INFORMATION PROVIDED »
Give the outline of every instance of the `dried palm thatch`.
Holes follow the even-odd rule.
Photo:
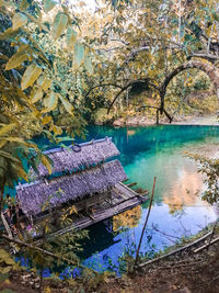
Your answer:
[[[56,148],[45,151],[53,160],[53,173],[78,172],[119,155],[108,137],[81,144],[78,153],[71,149]],[[38,166],[38,174],[39,177],[48,176],[48,170],[42,164]]]
[[[118,160],[106,162],[78,173],[39,180],[16,187],[16,196],[22,210],[28,216],[48,207],[57,207],[69,201],[78,201],[104,191],[126,180],[127,176]]]

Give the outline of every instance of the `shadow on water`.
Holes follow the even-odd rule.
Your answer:
[[[195,153],[198,146],[218,144],[219,127],[88,127],[87,140],[105,136],[111,136],[120,150],[118,159],[130,181],[151,190],[153,177],[157,177],[155,203],[150,214],[141,253],[159,251],[173,245],[182,236],[196,234],[215,221],[214,209],[200,200],[205,187],[201,176],[197,172],[197,165],[183,154],[186,150]],[[55,147],[43,136],[35,137],[35,142],[39,147]],[[97,270],[107,269],[110,262],[114,268],[118,268],[118,259],[125,250],[129,249],[135,255],[146,213],[147,204],[143,204],[90,227],[90,238],[82,243],[84,251],[79,255],[83,263]]]

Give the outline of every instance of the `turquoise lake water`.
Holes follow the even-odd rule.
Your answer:
[[[200,200],[205,187],[197,164],[185,151],[217,150],[217,126],[149,126],[113,128],[90,126],[87,139],[111,136],[120,151],[118,159],[130,182],[151,191],[157,177],[154,204],[151,210],[141,253],[154,252],[188,237],[217,218],[217,211]],[[37,137],[39,146],[47,145]],[[219,147],[218,147],[219,148]],[[96,270],[118,271],[118,259],[125,251],[135,256],[147,214],[147,203],[125,214],[99,223],[89,229],[84,240],[83,263]],[[68,270],[68,269],[67,269]]]
[[[143,236],[141,253],[152,256],[180,237],[188,237],[217,218],[217,211],[200,200],[205,187],[197,164],[184,153],[217,150],[219,127],[149,126],[112,128],[93,126],[88,139],[111,136],[120,151],[130,182],[151,190],[157,177],[155,200]],[[219,147],[218,147],[219,149]],[[208,154],[207,153],[207,154]],[[84,263],[99,270],[117,270],[125,251],[135,255],[147,204],[90,228]]]

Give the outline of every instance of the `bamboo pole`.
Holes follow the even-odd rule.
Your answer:
[[[153,202],[154,189],[155,189],[155,177],[153,179],[153,188],[152,188],[151,199],[150,199],[150,203],[149,203],[148,214],[146,216],[146,222],[143,224],[143,228],[142,228],[142,232],[141,232],[140,240],[139,240],[139,244],[138,244],[138,249],[137,249],[137,252],[136,252],[136,260],[135,260],[134,267],[136,267],[137,263],[138,263],[139,251],[140,251],[140,247],[141,247],[141,243],[142,243],[142,238],[143,238],[143,233],[145,233],[146,226],[148,224],[148,218],[149,218],[151,206],[152,206],[152,202]]]
[[[187,249],[187,248],[191,248],[191,247],[193,247],[194,245],[197,245],[198,243],[203,241],[203,240],[206,239],[208,236],[210,236],[211,233],[212,233],[212,232],[209,232],[208,234],[204,235],[203,237],[200,237],[199,239],[195,240],[194,243],[188,244],[188,245],[186,245],[186,246],[183,246],[183,247],[181,247],[181,248],[177,248],[177,249],[175,249],[174,251],[171,251],[171,252],[169,252],[169,253],[166,253],[166,255],[163,255],[163,256],[161,256],[161,257],[158,257],[158,258],[148,260],[147,262],[140,263],[138,267],[139,267],[139,268],[143,268],[143,267],[147,267],[148,264],[154,263],[154,262],[160,261],[160,260],[162,260],[162,259],[164,259],[164,258],[168,258],[168,257],[171,257],[171,256],[173,256],[173,255],[175,255],[175,253],[182,252],[183,250],[185,250],[185,249]]]

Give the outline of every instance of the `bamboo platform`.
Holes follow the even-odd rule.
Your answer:
[[[113,188],[111,200],[105,199],[103,196],[102,201],[92,206],[92,211],[94,211],[93,213],[79,212],[78,214],[72,214],[71,216],[72,224],[64,228],[60,228],[58,230],[49,233],[48,235],[46,235],[46,238],[64,235],[74,229],[87,228],[93,224],[96,224],[112,216],[120,214],[125,211],[128,211],[146,201],[148,201],[147,196],[138,194],[124,183],[119,182]],[[1,215],[1,217],[3,219],[3,224],[8,232],[9,237],[16,238],[16,236],[12,236],[12,232],[5,218],[3,217],[3,214]],[[44,219],[45,216],[42,217],[42,221]],[[41,218],[37,221],[37,223],[41,225]],[[36,236],[35,244],[41,244],[41,241],[42,241],[41,235]]]
[[[73,218],[72,225],[54,232],[49,234],[48,237],[62,235],[73,229],[87,228],[101,221],[130,210],[146,201],[148,201],[147,196],[138,194],[123,183],[118,183],[113,189],[113,196],[111,202],[105,201],[104,203],[101,203],[100,206],[94,206],[94,213],[85,216],[77,216],[76,218]]]

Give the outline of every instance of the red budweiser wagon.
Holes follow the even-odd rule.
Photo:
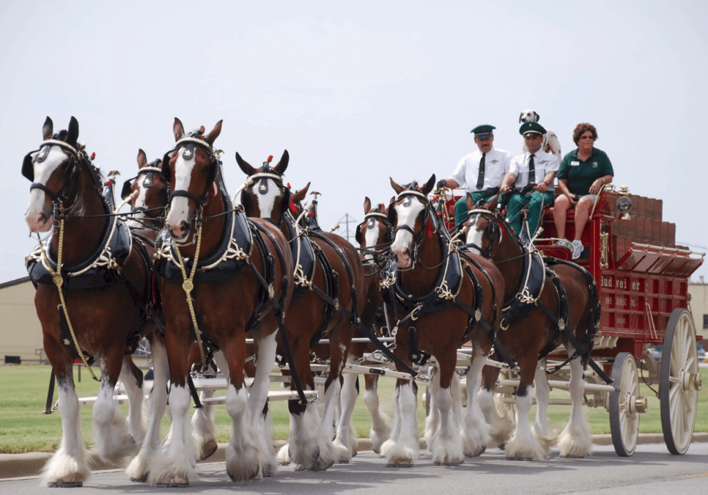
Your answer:
[[[454,226],[455,203],[445,202],[443,217]],[[575,234],[574,211],[569,210],[566,236]],[[571,252],[554,245],[553,209],[547,208],[543,231],[535,246],[547,256],[571,260]],[[646,397],[639,382],[658,397],[664,440],[673,454],[684,454],[693,435],[701,375],[697,338],[689,306],[688,278],[703,263],[704,253],[675,244],[676,226],[662,219],[662,201],[630,195],[627,187],[607,185],[595,200],[582,234],[584,251],[574,262],[587,268],[598,283],[602,305],[600,331],[593,358],[614,380],[608,385],[594,372],[586,372],[587,405],[610,414],[617,454],[632,455],[639,436],[639,417]],[[662,345],[661,357],[652,351]],[[549,368],[567,355],[558,349]],[[500,380],[501,399],[513,404],[514,377]],[[569,372],[563,368],[549,380],[552,388],[567,389]],[[615,391],[619,387],[619,393]],[[551,404],[566,404],[552,399]]]

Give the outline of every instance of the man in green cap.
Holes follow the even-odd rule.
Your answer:
[[[516,177],[511,154],[493,147],[493,125],[479,125],[472,129],[477,149],[462,157],[452,174],[438,182],[438,188],[464,188],[475,203],[510,188]],[[467,216],[467,205],[462,197],[455,205],[455,222],[459,224]]]
[[[518,171],[514,185],[516,192],[509,199],[506,218],[514,232],[521,234],[522,210],[527,206],[530,237],[527,240],[530,240],[539,227],[543,207],[552,205],[555,199],[553,181],[560,164],[554,154],[541,149],[546,134],[542,125],[537,122],[525,122],[519,134],[524,137],[528,151],[513,160]]]

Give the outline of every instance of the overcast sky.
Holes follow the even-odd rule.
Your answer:
[[[322,193],[330,227],[399,183],[447,177],[470,130],[521,152],[532,108],[573,149],[595,125],[614,183],[663,200],[683,244],[708,246],[708,2],[0,2],[0,282],[26,275],[23,157],[74,115],[103,171],[161,157],[172,123],[224,120],[227,186],[290,154],[286,181]],[[697,251],[704,251],[697,248]],[[708,264],[708,263],[707,263]],[[708,275],[708,267],[696,275]]]

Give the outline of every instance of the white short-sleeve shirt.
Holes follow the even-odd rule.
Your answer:
[[[503,149],[492,148],[484,157],[484,183],[481,189],[477,188],[479,161],[481,159],[482,152],[479,149],[462,157],[450,178],[459,184],[461,188],[464,188],[468,193],[476,193],[499,187],[505,175],[509,172],[516,173],[511,154]]]
[[[534,182],[537,184],[539,184],[543,181],[546,174],[549,172],[557,173],[561,164],[558,163],[558,159],[556,157],[556,155],[552,153],[547,153],[546,152],[539,149],[534,154],[535,155],[533,159],[534,171],[535,172]],[[528,183],[529,159],[530,158],[531,154],[526,152],[523,154],[520,154],[518,157],[514,157],[513,159],[514,166],[518,171],[516,173],[516,181],[514,183],[514,187],[517,189],[517,190],[521,190],[524,188],[526,184]],[[546,190],[554,190],[552,182]]]

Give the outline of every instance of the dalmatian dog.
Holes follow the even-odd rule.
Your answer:
[[[523,122],[538,122],[541,119],[541,115],[532,110],[525,110],[519,115],[519,123]],[[561,154],[561,142],[558,140],[558,136],[550,129],[546,129],[546,135],[543,137],[543,146],[542,148],[547,153],[553,153],[558,158],[558,161],[563,159]],[[523,145],[524,153],[528,151],[526,144]]]

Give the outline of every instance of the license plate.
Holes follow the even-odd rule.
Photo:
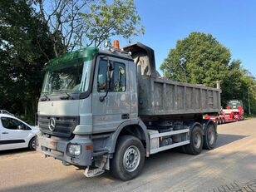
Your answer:
[[[43,138],[41,142],[42,146],[52,150],[57,149],[57,142],[50,138]]]
[[[57,142],[55,142],[55,141],[53,141],[53,140],[50,140],[49,142],[48,142],[48,146],[49,146],[49,148],[51,148],[51,149],[56,149],[57,148]]]

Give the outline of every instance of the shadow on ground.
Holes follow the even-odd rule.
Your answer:
[[[244,139],[246,136],[247,135],[219,134],[217,140],[217,147],[229,145],[236,140]],[[0,155],[2,155],[15,153],[25,153],[27,151],[29,150],[26,149],[18,150],[15,150],[0,152]],[[193,170],[194,168],[192,163],[194,163],[194,161],[197,161],[203,165],[201,169],[204,169],[204,167],[206,167],[205,169],[207,169],[207,165],[210,165],[209,162],[205,162],[205,160],[204,160],[204,156],[207,156],[207,152],[208,150],[203,150],[201,155],[203,155],[203,158],[198,158],[193,160],[191,160],[191,159],[194,157],[194,155],[180,154],[174,150],[170,150],[159,154],[155,154],[154,155],[151,155],[145,160],[145,165],[141,175],[139,177],[133,180],[126,182],[116,180],[112,177],[109,171],[106,171],[105,174],[96,178],[85,178],[85,176],[83,175],[83,172],[81,170],[78,170],[71,172],[64,179],[62,178],[57,180],[51,180],[51,173],[49,172],[48,175],[42,175],[42,181],[35,181],[34,183],[32,183],[32,181],[28,181],[29,184],[27,185],[12,186],[9,189],[5,189],[4,191],[140,191],[140,190],[145,190],[147,185],[152,185],[154,183],[154,185],[157,185],[158,184],[155,184],[155,182],[156,180],[158,180],[158,182],[165,182],[166,180],[169,180],[170,178],[175,178],[176,181],[172,181],[172,180],[169,180],[170,184],[167,184],[167,185],[170,185],[170,187],[171,185],[179,183],[179,180],[180,180],[180,182],[183,182],[185,180],[186,180],[185,178],[182,179],[182,180],[181,179],[179,179],[184,177],[185,175],[182,172],[182,169],[185,169],[185,167],[186,169],[185,171],[189,171],[189,173],[191,173],[191,175],[194,174],[194,176],[196,176],[199,170]],[[232,154],[226,155],[232,155]],[[254,156],[254,158],[255,158],[255,156]],[[223,160],[219,158],[219,155],[217,155],[214,156],[214,160],[213,161],[218,162],[219,159],[219,162],[220,160]],[[247,164],[248,167],[244,167],[244,169],[247,169],[249,171],[250,171],[249,168],[249,165],[250,165],[250,164],[251,162],[249,162]],[[64,166],[63,169],[65,169]],[[224,172],[224,170],[219,169],[219,171],[221,173],[221,171]],[[40,173],[37,173],[37,170],[35,170],[35,174]],[[24,176],[25,179],[26,175]],[[197,176],[200,177],[200,175]],[[211,177],[210,175],[209,176]],[[202,180],[204,178],[199,179]],[[171,184],[172,182],[173,184]],[[155,188],[155,186],[154,186],[153,188]],[[149,191],[154,190],[154,189],[148,190]]]
[[[15,154],[22,154],[22,153],[27,153],[27,152],[30,152],[30,151],[34,151],[34,150],[30,150],[28,148],[0,150],[0,156],[10,155],[15,155]]]

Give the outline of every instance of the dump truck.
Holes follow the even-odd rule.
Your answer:
[[[216,125],[203,116],[219,111],[220,90],[160,77],[154,50],[142,43],[75,51],[45,71],[37,150],[87,177],[110,170],[129,180],[153,154],[215,146]]]

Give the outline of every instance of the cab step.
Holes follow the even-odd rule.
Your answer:
[[[94,170],[90,170],[90,167],[87,166],[87,168],[85,170],[84,175],[86,177],[96,177],[98,176],[105,172],[104,170],[101,168],[96,168]]]

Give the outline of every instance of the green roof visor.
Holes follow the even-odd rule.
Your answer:
[[[99,49],[96,47],[86,47],[84,49],[80,49],[75,52],[66,53],[60,57],[54,58],[49,62],[47,62],[46,65],[46,69],[49,67],[58,67],[62,65],[72,63],[73,62],[76,62],[77,60],[81,60],[83,62],[92,60],[95,53],[98,51]]]

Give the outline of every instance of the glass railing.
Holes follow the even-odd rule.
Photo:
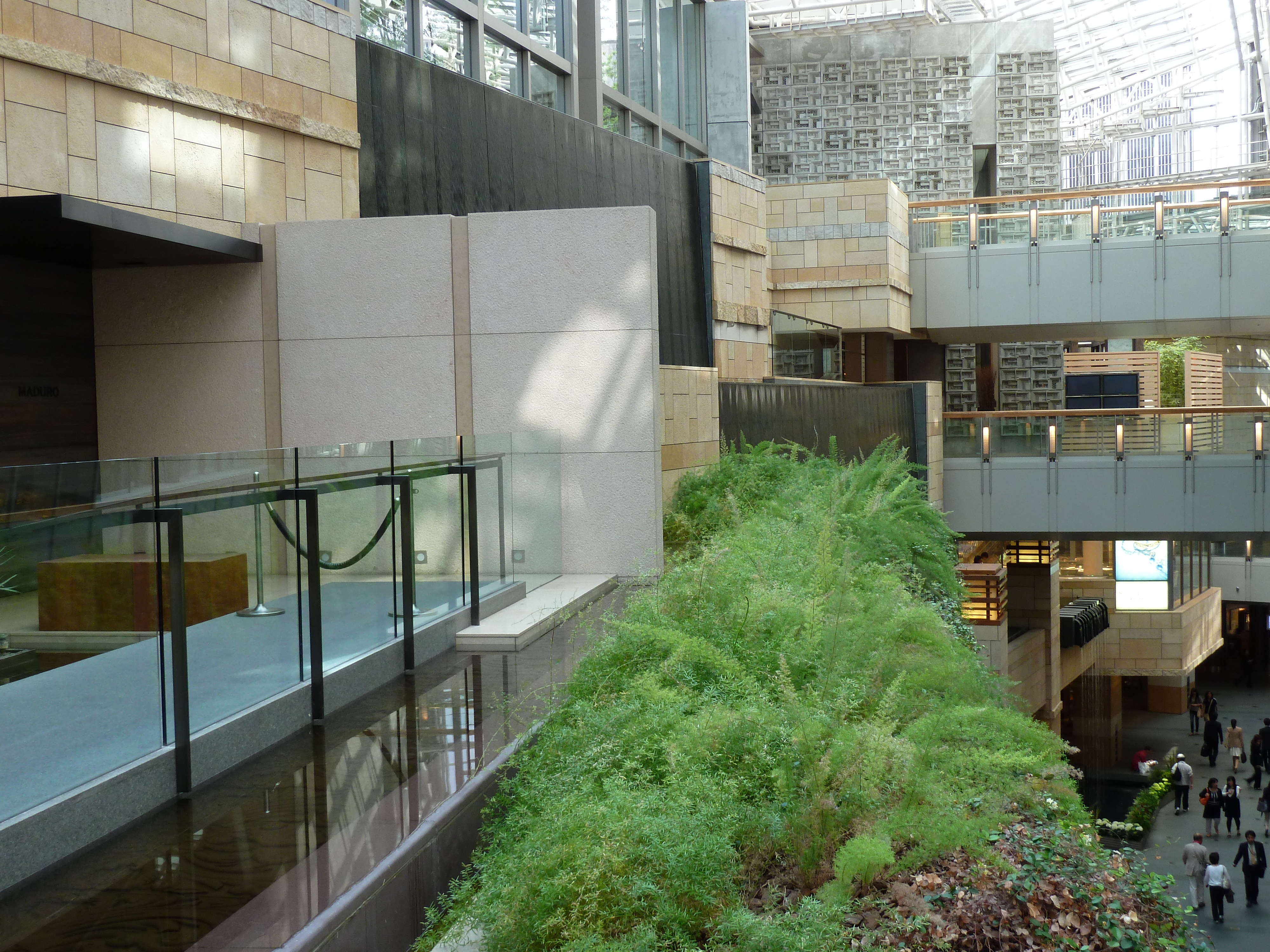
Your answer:
[[[556,578],[560,527],[555,433],[0,468],[0,823]]]
[[[1256,407],[952,413],[944,456],[1251,454],[1265,451],[1267,416]]]
[[[1270,180],[911,202],[912,250],[1270,230]]]

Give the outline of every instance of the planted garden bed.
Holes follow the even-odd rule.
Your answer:
[[[979,660],[898,447],[728,453],[683,479],[665,537],[420,948],[1187,946]]]

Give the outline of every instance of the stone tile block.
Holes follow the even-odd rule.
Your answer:
[[[37,43],[80,56],[93,56],[93,24],[89,20],[48,6],[37,6],[33,29]]]
[[[122,33],[119,57],[130,70],[147,72],[160,79],[171,79],[171,47],[168,43],[138,37],[136,33]]]
[[[70,156],[70,185],[71,194],[80,198],[97,199],[97,162],[91,159]]]
[[[207,22],[151,0],[132,0],[133,29],[160,43],[207,55]]]
[[[150,204],[150,136],[97,123],[98,195],[104,202]]]
[[[286,221],[286,165],[249,154],[243,159],[243,176],[246,183],[244,221],[267,225]]]
[[[220,218],[221,150],[178,138],[175,152],[177,213]]]
[[[4,61],[4,98],[52,112],[66,112],[66,76],[15,60]]]
[[[6,67],[11,65],[14,63],[10,61],[5,62]],[[5,72],[8,75],[8,69]],[[23,103],[9,103],[5,121],[9,140],[5,143],[8,184],[38,192],[69,190],[66,116]]]

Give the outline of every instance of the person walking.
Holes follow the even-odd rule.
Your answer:
[[[1222,722],[1215,717],[1204,721],[1204,748],[1201,757],[1208,758],[1209,767],[1217,767],[1217,754],[1222,749]]]
[[[1208,850],[1204,849],[1204,834],[1196,833],[1191,836],[1191,842],[1182,847],[1182,868],[1186,871],[1186,885],[1190,889],[1193,909],[1204,908],[1204,868],[1206,866]]]
[[[1243,899],[1248,906],[1257,905],[1261,877],[1266,875],[1266,848],[1257,843],[1257,834],[1252,830],[1243,834],[1240,852],[1234,854],[1234,866],[1243,871]]]
[[[1217,777],[1208,778],[1208,786],[1199,795],[1199,802],[1204,805],[1204,835],[1222,835],[1222,788]]]
[[[1208,883],[1208,900],[1213,905],[1213,922],[1226,922],[1226,891],[1231,889],[1231,873],[1222,866],[1222,857],[1217,853],[1208,854],[1208,866],[1204,867],[1204,882]]]
[[[1226,814],[1226,838],[1231,839],[1231,824],[1234,831],[1240,833],[1240,784],[1233,777],[1226,778],[1226,787],[1222,790],[1222,812]]]
[[[1231,889],[1231,875],[1222,866],[1222,857],[1217,853],[1208,854],[1208,866],[1204,867],[1204,882],[1208,883],[1208,901],[1213,905],[1213,922],[1226,922],[1226,891]]]
[[[1195,786],[1195,770],[1186,763],[1186,754],[1179,754],[1173,762],[1173,816],[1190,812],[1190,790]],[[1266,834],[1270,836],[1270,834]]]
[[[1233,717],[1231,730],[1226,732],[1226,750],[1231,755],[1231,769],[1238,773],[1243,763],[1243,729]]]

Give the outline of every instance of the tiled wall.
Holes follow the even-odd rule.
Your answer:
[[[1222,590],[1217,588],[1172,612],[1116,612],[1111,579],[1064,579],[1063,604],[1073,598],[1101,598],[1111,609],[1111,627],[1097,637],[1099,674],[1185,674],[1222,645]]]
[[[908,199],[894,183],[768,185],[767,240],[773,310],[908,331]]]
[[[352,18],[271,6],[5,0],[0,194],[65,192],[231,235],[357,216]]]
[[[719,371],[662,366],[662,500],[679,477],[719,459]]]

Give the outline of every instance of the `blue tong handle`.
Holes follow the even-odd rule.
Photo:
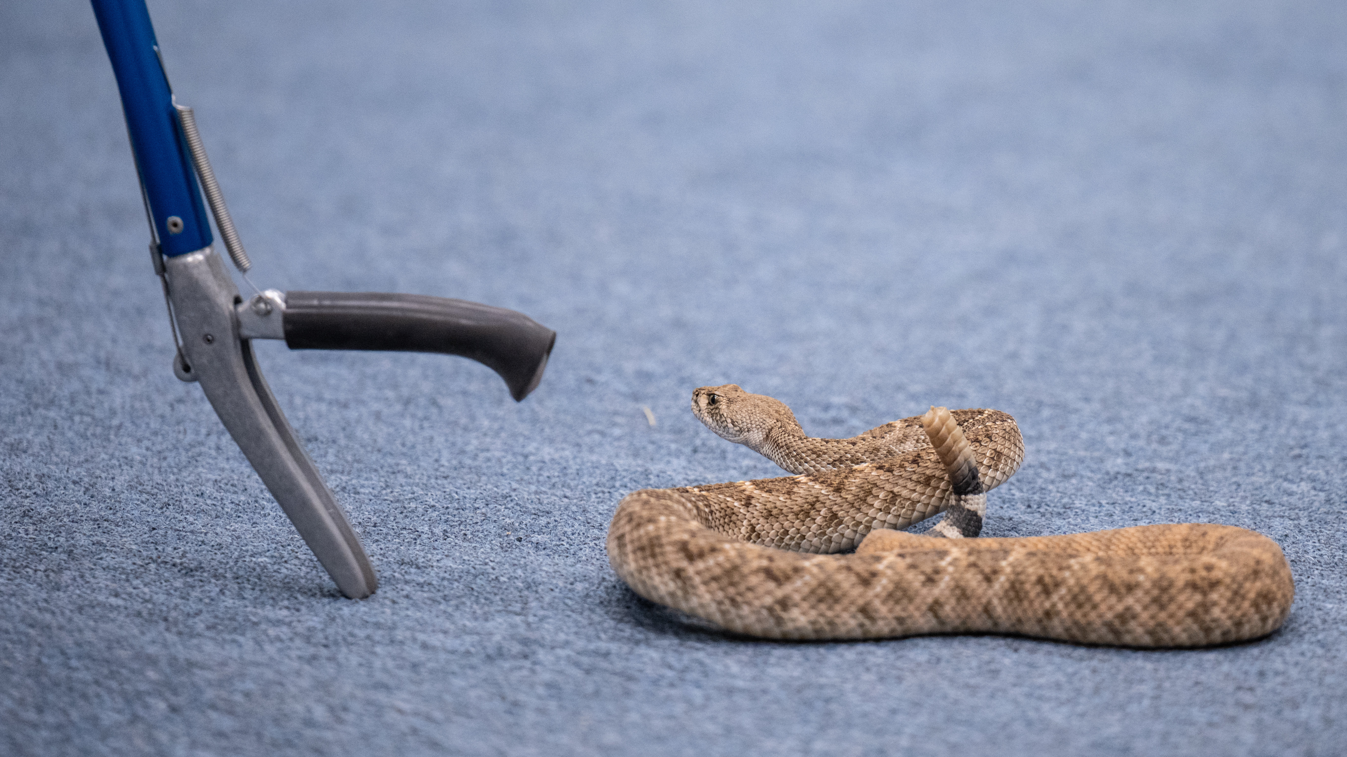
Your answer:
[[[172,89],[144,0],[93,0],[102,43],[121,90],[151,226],[163,255],[210,246],[210,222],[197,190]]]

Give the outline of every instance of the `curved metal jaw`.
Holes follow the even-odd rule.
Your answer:
[[[241,337],[238,288],[207,246],[164,261],[168,294],[182,333],[179,377],[197,380],[295,529],[342,594],[364,599],[379,587],[374,568],[346,513],[295,438]]]

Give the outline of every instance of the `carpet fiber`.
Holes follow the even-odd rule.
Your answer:
[[[0,4],[0,753],[1342,754],[1347,4],[151,4],[280,290],[511,307],[461,358],[259,343],[360,532],[335,587],[191,384],[86,3]],[[624,493],[1013,414],[985,535],[1211,521],[1286,625],[1206,651],[731,637],[632,594]],[[645,414],[649,409],[655,422]]]

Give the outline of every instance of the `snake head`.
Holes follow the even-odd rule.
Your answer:
[[[692,415],[715,435],[760,450],[768,431],[785,426],[799,431],[795,414],[780,400],[750,395],[738,384],[702,387],[692,392]],[[765,453],[764,453],[765,454]]]

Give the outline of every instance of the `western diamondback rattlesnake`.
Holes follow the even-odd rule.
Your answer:
[[[999,411],[931,408],[815,439],[780,401],[727,384],[696,389],[692,412],[803,475],[628,494],[607,555],[641,597],[733,632],[1203,647],[1272,633],[1290,610],[1281,548],[1243,528],[971,539],[986,492],[1024,459],[1020,428]],[[940,536],[896,531],[939,512]]]

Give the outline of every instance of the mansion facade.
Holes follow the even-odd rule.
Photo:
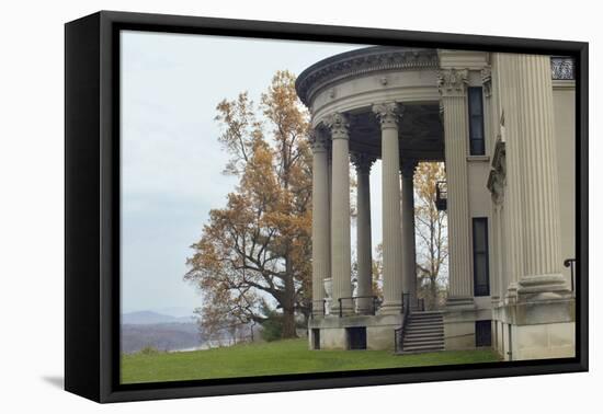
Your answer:
[[[564,57],[377,46],[297,79],[314,128],[314,349],[574,355],[576,91]],[[383,222],[369,174],[382,163]],[[417,297],[413,174],[445,163],[445,307]],[[356,175],[352,283],[350,172]],[[383,300],[372,226],[383,230]]]

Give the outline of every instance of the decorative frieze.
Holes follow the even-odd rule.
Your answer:
[[[442,96],[463,96],[469,82],[467,69],[442,69],[437,72],[437,89]]]
[[[481,69],[481,85],[483,89],[483,96],[490,97],[492,94],[492,68],[485,66]]]
[[[356,172],[359,174],[368,174],[371,172],[371,168],[373,166],[373,163],[377,161],[377,159],[373,156],[369,156],[365,152],[352,152],[350,156],[350,159],[354,166],[356,168]]]
[[[379,120],[382,129],[398,128],[398,120],[403,113],[396,102],[385,102],[373,105],[373,113]]]
[[[437,68],[435,49],[377,46],[352,50],[337,56],[337,59],[326,59],[309,67],[299,74],[295,88],[302,102],[306,106],[310,106],[310,102],[318,91],[344,79],[371,72],[435,68]],[[382,79],[384,78],[382,77]]]
[[[335,112],[327,119],[327,126],[331,130],[331,139],[350,139],[348,134],[350,122],[344,114]]]
[[[551,57],[550,71],[553,80],[574,80],[576,65],[570,57]]]
[[[310,131],[309,140],[314,153],[327,152],[327,150],[329,149],[329,140],[320,130],[312,129]]]

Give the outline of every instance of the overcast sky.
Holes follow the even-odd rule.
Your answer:
[[[259,102],[276,70],[299,74],[365,47],[144,32],[122,33],[122,311],[193,309],[182,277],[190,245],[236,180],[221,174],[216,104]],[[380,165],[372,174],[373,245],[380,242]],[[352,232],[354,233],[354,232]]]

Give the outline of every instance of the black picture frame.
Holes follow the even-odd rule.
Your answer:
[[[121,30],[539,53],[576,59],[576,357],[242,379],[120,383]],[[96,402],[588,370],[588,43],[101,11],[65,26],[65,389]]]

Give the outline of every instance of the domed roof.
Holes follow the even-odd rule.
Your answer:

GIVEN TASK »
Convert the lines of the entries into a Markdown table with the columns Row and Line text, beginning at the line containing "Give the outline of every instance of the black" and continuing through the end of the entries. Leave out blank lines.

IN RESPONSE »
| Row | Line text |
|---|---|
| 1 | Give the outline of every instance of the black picture frame. |
| 2 | Holes follow the even-odd rule. |
| 3 | Your answer: |
| 4 | [[[121,30],[539,53],[576,59],[576,357],[242,379],[120,383]],[[96,402],[588,370],[588,43],[101,11],[65,26],[65,389]]] |
| 5 | Give the outline of every instance of the domed roof. |
| 6 | Holes follow the even-odd rule. |
| 7 | Your answer: |